I can't remember when I last felt so empty after a game. Having follow-followed for close to fifty years, there have been frequent low points which have made me question my loyalty to the Rangers and the sanity of putting myself through it all. But the clouds quickly passed, my mood brightened and everything carried on as normal. I don't think that is the way it will all pan out this time around.
Lets not kid ourselves: the Unirea debacle has been on the cards for a while. We got out of jail in Stuttgart , we've struggled against some pretty poor SPL sides, we told ourselves there was no shame in losing to Seville , even talked up our prospects of making it out of our Champions League group. As Steven Davis said in the build-up to Tuesday night, we haven't really started to play this season, there is plenty of room for improvement and, when we click into gear, we will be a different team entirely. But can anybody see even a hint from where this dramatic transformation is going to come?
Our basic control of the ball has been a joke, the players look incapable of stinging two passes together, there is no imagination in our play, no pace at the back, no penetration from the midfield, no movement up front. No matter how hard I try - and I have been trying! - I can't find a solitary positive line to give myself a lift.
There can be no excuses for our midweek mauling. A perfect start had us all on our feet and, even after we'd given away the equaliser, the penalty kick gave us a great opportunity to quickly get ourselves back in front. The half-time debate was all about how we might step up the pace, get support to Kenny Miller a bit quicker, make better use of the wide areas and get a few telling balls into the box, with maybe Boyd and Lafferty being pushed into the action to get on to the end of the crosses. So what did we get?
Being a right auld bassa, Tuesday night reminded me of the Gornik shocker in 1969, Davie White's last game in charge. Without playing particularly well, we were in front and there didn't appear to be any great threat from the opposition then, BANG!, the whole thing fell apart. Gornik didn't need to be too clever to blow us away back then and Unirea were hardly world beaters in midweek. But they were able to hit us with three painfully avoidable goals - they were clearly far too good for Rangers - and that is what really gets under my skin.
How can a team which was playing in a European Final just 17 months ago be made to look so inept by a no more than competent side? Unirea’s use of the ball was no better than ours until they had their lucky pops at our goal. They were there for the beating, if only the Rangers had been able to up their game, retain possession sufficiently to put our opponents under some pressure and have a shot at goal, instead of taking too many touches, passing the buck to a team-mate or, as was so often the case on Tuesday, just giving the bloody ball away.

· · · ·

_DIRECTIVES_
A: In the Rangers post, which earlier match does the writer say Tuesday night reminded him of?
B: Name every player mentioned in the Rangers post.
C: Sum up the Rangers post in two sentences.

· · · ·

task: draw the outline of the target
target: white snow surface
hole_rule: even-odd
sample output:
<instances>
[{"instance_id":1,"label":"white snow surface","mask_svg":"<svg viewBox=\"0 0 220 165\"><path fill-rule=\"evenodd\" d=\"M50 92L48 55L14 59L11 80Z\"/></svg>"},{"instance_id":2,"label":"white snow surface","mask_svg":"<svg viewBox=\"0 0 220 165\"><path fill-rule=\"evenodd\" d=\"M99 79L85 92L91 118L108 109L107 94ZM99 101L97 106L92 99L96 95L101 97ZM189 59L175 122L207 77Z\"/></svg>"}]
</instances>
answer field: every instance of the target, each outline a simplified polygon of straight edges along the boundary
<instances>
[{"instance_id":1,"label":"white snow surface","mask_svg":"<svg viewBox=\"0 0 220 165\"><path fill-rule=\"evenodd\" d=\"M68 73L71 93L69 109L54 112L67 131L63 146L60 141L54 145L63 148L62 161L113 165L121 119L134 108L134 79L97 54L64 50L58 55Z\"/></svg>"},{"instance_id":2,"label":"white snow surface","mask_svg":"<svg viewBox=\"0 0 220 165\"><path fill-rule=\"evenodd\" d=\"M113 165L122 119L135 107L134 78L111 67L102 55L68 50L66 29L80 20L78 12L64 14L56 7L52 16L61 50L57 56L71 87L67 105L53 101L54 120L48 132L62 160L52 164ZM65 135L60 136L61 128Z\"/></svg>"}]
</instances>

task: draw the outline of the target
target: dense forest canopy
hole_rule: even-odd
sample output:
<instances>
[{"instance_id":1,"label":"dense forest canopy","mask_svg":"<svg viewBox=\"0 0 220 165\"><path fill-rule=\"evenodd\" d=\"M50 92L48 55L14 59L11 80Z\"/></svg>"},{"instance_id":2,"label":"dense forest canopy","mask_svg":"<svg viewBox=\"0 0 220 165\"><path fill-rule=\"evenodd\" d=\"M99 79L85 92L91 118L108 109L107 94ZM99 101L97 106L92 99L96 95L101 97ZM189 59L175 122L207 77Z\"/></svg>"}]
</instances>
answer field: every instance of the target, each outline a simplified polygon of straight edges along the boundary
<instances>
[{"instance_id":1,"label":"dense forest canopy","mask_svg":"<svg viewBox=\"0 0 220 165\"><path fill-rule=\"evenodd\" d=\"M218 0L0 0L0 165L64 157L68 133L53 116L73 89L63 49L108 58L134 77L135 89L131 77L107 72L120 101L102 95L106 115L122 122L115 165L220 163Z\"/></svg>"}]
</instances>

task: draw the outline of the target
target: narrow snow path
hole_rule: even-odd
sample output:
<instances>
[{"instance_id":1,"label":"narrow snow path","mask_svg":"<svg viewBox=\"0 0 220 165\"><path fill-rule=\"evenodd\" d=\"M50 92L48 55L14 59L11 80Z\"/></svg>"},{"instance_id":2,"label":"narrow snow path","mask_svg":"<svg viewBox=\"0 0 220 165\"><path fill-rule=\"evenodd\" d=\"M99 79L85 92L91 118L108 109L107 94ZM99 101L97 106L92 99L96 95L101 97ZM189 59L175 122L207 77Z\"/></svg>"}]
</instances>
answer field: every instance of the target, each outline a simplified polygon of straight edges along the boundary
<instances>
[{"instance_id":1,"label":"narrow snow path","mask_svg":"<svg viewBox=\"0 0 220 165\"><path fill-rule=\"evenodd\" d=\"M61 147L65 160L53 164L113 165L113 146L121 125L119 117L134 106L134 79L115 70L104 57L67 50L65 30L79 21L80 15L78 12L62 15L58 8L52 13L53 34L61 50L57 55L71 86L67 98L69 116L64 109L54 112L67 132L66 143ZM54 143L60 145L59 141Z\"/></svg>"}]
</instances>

· · · ·

_SOLUTIONS_
A: The Gornik defeat in 1969, Davie White's last game in charge.

B: Steven Davis, Kenny Miller, Boyd, Lafferty

C: A fan of close to fifty years says he can't remember feeling so empty after a game as after the midweek loss to Unirea, which he says had been on the cards given the team's poor ball control, lack of imagination and earlier struggles. He compares it to the 1969 Gornik shocker and asks how a side that played in a European final 17 months earlier could be made to look so inept by a no more than competent team that scored three painfully avoidable goals.